Activity 1: Write out the passage of the fentanyl article starting with "According to a" and going on through "2021-22 school year.".
Activity 2: In the fentanyl article, how much money does the law signed by Gov. Jared Polis set aside for bulk purchases of naloxone?

Selected text:
Content starts

The bill, called the Protecting Kids from Fentanyl Act, allows Elementary and Secondary School Emergency Relief funding passed in COVID-19 relief packages to be used in K-12 schools for fentanyl education. The legislation comes from Colorado Republican Doug Lamborn and Democrat Joe Neguse as fentanyl remains the leading cause of overdose in the country.
If the legislation is passed, schools would be authorized to use ESSER funds to buy naloxone or other opioid overdose reversal drugs, train school staff including nurses, teachers and administrators on how to administer the opioid antagonists, and provide fentanyl awareness classes or materials for students.
“Throughout Colorado, fentanyl-related overdoses have increased exponentially, and the impact this crisis has had on families across our state is truly devastating,” Neguse said in a news release. “The Protecting Kids from Fentanyl Act is a bipartisan solution that will empower our K-12 schools to tackle this emergency. Everyone — especially our children — deserve to live in a safe community, and this bill helps achieve that goal.”
According to a news release from Neguse’s office, the congressmen introduced the legislation after hearing concerns over fentanyl-related overdoses from school and public health officials. The release cited Colorado Department of Education statistics noting that 29 kids age 10-18 died due to fentanyl during the 2021-22 school year.
“The fact that children are dying from fentanyl overdoses in schools around the country is absolutely unacceptable,” Lamborn said in a news release. “While overdoses due to fentanyl are becoming more common among our youth, research shows that the availability of naloxone, along with overdose education, is effective at saving lives. This legislation will ensure that schools have the prevention tools and education necessary to protect our most vulnerable population from the growing fentanyl epidemic.”
Andrea Thomas — executive director of the Voices for Awareness Foundation, a Grand Junction nonprofit that promotes awareness around drugs including fentanyl — said that prevention education is “essential” to help kids learn about counterfeit pills disguised as legitimate medications.
“During the Covid pandemic, a nation was educated on health safety, but sadly, we did not anticipate the lingering effects of isolation and social media on youth during the lockdowns. The fentanyl crisis snuck into our communities, taking advantage of one public health crisis to begin another more lethal crisis,” Thomas said in a news release. “Schools are eager to continue educating students in these changing times but lack the resources to do it. In-person school drug prevention seems the natural next step to safeguarding kids.”
Earlier this year Gov. Jared Polis signed into law a bill making it a felony to possess more than one gram of a substance containing fentanyl. It also decreases the “cut points,” or amounts of fentanyl compounds, required to charge people with higher-level felonies for distribution.
The law mandates drug treatment for people convicted of crimes involving fentanyl, requires county jails to provide medication-assisted treatment and withdrawal management, and makes several large, one-time investments aimed at reducing the harms associated with substance use, including $19.5 million for bulk purchases of naloxone.

Content ends

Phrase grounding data
Content starts

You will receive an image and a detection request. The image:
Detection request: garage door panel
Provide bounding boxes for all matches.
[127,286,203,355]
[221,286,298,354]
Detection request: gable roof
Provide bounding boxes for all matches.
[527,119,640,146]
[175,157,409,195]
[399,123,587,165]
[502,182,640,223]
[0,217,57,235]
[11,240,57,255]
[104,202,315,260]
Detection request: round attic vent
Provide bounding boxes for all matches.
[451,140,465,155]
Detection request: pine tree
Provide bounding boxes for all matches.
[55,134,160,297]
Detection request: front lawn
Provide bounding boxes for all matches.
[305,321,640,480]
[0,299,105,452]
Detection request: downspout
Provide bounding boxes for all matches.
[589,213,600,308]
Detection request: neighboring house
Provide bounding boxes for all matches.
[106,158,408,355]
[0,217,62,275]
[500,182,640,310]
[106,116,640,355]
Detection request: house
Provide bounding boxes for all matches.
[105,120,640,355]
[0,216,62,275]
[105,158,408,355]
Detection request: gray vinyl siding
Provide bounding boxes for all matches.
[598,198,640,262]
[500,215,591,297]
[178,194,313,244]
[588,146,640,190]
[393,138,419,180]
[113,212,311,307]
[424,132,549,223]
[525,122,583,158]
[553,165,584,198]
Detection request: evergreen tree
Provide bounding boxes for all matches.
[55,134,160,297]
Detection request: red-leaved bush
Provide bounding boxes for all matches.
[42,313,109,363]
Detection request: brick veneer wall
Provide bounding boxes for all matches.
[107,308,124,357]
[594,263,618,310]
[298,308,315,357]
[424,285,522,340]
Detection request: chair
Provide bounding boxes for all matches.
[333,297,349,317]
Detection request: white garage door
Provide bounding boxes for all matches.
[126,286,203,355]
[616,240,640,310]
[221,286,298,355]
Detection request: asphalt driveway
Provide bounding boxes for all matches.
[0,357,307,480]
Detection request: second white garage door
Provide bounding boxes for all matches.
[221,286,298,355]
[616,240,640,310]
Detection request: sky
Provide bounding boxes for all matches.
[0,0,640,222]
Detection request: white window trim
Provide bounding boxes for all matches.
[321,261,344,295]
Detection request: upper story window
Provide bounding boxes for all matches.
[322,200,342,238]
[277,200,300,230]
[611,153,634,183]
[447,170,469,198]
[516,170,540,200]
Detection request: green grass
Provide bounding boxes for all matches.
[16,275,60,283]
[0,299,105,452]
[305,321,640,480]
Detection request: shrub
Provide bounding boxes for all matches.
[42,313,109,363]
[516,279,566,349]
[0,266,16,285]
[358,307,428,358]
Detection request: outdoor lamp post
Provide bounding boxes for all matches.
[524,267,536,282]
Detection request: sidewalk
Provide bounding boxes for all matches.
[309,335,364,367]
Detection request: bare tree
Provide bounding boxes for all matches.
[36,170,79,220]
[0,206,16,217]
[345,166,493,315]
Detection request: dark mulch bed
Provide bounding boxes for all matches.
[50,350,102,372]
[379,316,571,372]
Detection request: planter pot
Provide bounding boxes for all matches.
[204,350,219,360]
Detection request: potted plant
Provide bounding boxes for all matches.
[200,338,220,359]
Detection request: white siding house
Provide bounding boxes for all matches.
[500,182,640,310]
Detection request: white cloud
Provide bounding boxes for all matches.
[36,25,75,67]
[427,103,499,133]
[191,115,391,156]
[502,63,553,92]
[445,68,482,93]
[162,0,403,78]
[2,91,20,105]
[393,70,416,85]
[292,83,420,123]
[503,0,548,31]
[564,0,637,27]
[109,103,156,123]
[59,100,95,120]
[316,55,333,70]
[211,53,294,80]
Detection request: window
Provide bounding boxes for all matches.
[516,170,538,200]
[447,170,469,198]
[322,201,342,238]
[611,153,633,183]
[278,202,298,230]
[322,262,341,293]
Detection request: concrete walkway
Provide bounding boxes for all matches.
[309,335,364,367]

Content ends

Exercise solution 1:
According to a news release from Neguse’s office, the congressmen introduced the legislation after hearing concerns over fentanyl-related overdoses from school and public health officials. The release cited Colorado Department of Education statistics noting that 29 kids age 10-18 died due to fentanyl during the 2021-22 school year.

Exercise solution 2: $19.5 million